Texte à lire:
Pendant la guerre, les villes et villages furent en grande partie détruits. La pénurie de logement sévit particulièrement dans les villes de grande et de moyenne importance. L'importance attachée à la construction de maisons d'habitation est mise en évidence par le fait que le gouvernement de Birmanie a créé un Ministère spécial du Travail et de la Construction dans le but d'atténuer la pénurie de logements par un programme à long terme. Dans un pays comme la Birmanie, dont 56 pour cent de la superficie est boisée, le bois est le matériau naturellement choisi pour la construction d'habitations permanentes. Tout plan d'utilisation complète des forêts et des ressources en bois doit donc être coordonné avec le programme de construction.

Une expérience technique de grande envergure a été organisée comme première mesure par le gouvernement birman et la FAO. Cette décision a été prise conformément aux recommandations de la mission d'assistance technique de la FAO, conseillant l'élaboration d'un programme de quatre ans qui, en dehors de la mécanisation des transports de bois, visera la construction d'usines modernes pour l'industrie du bois.

Cette expérience doit avoir pour but de déterminer jusqu'à quel point, et avec quelles chances de succès, les derniers perfectionnements apportés dans le traitement, le séchage, l'imprégnation et l'amélioration du bois peuvent être appliqués, dans la pratique, aux feuillus autres que le teck, originaires de Birmanie. Afin d'obtenir aussi rapidement que possible des résultats pratiques, il a été admis que les connaissances et l'expérience les plus récemment acquises en ce qui concerne les bois de la zone tempérée, pourraient être appliquées, avec certaines modifications, aux bois tropicaux. De cette façon, on pourrait épargner le temps passé à des expériences théoriques, et des essais pratiques pourraient être effectués immédiatement sur une grande échelle, avec l'appui de recherches scientifiques simultanées pratiquées dans différents laboratoires d'essais.

Pour réaliser ces expériences, le Service forestier de Birmanie a fourni environ 60 tons (54,42 tonnes) de feuillus autres que le teck et 9 cubic tons de tiges et de paillassons de bambou, qui furent expédiés en Allemagne, où, dans une usine appartenant à l'une des principales industries du bois, située près de Karlsruhe et installée d'après les principes d'un combinat d'industries forestières, on pouvait trouver toutes facilités pour effectuer une expérience de cette envergure.

Objectif de l'exercice:
Selon le texte sur le bois et la construction en Birmanie, quel pourcentage de la superficie du pays est boisé ? Appuyez-vous uniquement sur le texte pour répondre.

Extraits de la liste:
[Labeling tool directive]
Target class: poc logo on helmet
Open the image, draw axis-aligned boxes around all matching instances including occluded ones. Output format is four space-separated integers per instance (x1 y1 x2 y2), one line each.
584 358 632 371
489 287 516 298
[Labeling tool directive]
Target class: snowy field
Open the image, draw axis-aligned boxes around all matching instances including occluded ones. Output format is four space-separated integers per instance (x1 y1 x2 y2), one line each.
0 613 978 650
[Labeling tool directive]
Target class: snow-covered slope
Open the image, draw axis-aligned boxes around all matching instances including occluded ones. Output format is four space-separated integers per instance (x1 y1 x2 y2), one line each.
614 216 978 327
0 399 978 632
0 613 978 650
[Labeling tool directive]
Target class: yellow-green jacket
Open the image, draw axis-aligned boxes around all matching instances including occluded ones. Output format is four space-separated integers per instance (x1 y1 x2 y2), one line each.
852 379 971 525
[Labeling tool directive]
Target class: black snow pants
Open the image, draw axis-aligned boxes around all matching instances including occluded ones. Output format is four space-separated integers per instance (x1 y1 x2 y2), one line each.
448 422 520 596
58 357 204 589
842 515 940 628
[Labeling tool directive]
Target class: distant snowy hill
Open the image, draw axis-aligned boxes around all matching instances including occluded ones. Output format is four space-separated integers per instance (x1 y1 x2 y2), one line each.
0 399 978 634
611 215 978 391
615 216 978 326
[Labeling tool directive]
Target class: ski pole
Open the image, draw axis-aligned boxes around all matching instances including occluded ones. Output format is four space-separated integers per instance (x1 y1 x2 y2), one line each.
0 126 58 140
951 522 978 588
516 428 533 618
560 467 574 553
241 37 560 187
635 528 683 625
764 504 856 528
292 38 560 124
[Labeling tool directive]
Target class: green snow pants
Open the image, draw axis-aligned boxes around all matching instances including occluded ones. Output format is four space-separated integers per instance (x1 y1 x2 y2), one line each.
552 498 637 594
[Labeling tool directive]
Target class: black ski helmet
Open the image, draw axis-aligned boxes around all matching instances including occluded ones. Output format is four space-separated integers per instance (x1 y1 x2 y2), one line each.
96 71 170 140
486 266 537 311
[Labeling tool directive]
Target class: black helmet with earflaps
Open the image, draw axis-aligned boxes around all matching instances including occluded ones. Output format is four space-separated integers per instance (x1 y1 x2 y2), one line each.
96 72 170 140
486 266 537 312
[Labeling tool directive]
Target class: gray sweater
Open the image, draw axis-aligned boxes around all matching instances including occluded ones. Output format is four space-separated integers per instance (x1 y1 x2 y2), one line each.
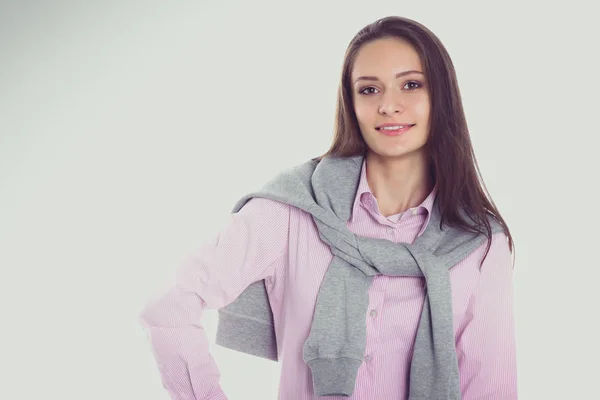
217 156 502 400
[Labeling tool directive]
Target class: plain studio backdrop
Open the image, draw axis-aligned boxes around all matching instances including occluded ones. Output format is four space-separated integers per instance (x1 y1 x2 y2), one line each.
0 0 600 400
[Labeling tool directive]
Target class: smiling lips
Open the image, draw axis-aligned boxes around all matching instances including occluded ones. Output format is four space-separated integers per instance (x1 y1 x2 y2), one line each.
375 124 415 136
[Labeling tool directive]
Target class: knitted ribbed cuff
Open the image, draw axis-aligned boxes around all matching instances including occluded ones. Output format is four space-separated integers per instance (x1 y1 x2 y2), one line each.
307 358 362 396
216 310 277 361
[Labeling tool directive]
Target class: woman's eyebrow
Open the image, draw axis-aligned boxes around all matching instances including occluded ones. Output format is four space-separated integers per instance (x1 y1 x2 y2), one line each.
354 70 425 83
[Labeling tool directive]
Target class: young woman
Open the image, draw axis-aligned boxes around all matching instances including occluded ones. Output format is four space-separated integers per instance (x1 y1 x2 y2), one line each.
141 17 517 400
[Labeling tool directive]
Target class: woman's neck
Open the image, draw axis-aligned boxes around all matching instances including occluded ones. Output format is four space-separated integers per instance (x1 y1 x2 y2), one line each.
366 152 433 217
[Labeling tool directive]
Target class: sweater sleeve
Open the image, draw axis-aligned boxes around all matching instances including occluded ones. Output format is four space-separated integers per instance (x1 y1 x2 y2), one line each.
456 232 517 400
139 198 290 400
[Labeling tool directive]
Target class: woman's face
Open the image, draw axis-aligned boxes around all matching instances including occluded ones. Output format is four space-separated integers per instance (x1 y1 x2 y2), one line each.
350 38 430 158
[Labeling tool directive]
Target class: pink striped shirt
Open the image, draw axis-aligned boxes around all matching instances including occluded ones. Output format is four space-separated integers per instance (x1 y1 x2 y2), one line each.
140 162 517 400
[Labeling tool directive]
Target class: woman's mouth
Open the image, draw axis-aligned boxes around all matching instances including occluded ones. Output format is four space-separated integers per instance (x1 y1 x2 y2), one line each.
375 124 415 136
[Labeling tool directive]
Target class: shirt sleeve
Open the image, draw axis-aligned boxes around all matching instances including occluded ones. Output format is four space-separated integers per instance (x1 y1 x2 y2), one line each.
456 232 517 400
139 198 290 400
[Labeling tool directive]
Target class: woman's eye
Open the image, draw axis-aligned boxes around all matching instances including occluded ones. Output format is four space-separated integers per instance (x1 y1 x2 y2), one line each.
358 81 423 95
358 86 377 94
405 81 421 90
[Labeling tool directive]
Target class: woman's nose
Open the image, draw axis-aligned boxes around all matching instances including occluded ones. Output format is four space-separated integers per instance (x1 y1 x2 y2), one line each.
379 94 403 115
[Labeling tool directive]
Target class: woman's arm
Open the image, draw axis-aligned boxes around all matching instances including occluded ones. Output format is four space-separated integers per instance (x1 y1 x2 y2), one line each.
140 198 289 400
456 232 517 400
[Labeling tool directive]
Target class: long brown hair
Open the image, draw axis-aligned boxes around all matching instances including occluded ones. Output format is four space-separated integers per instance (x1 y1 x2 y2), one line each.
313 16 514 265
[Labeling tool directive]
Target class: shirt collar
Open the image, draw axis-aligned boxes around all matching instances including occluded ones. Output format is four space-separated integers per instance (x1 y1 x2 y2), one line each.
350 157 437 236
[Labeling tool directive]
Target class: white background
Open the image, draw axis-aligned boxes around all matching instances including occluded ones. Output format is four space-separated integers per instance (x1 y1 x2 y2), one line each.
0 0 600 400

Résultat obtenu:
56 pour cent de la superficie de la Birmanie est boisée.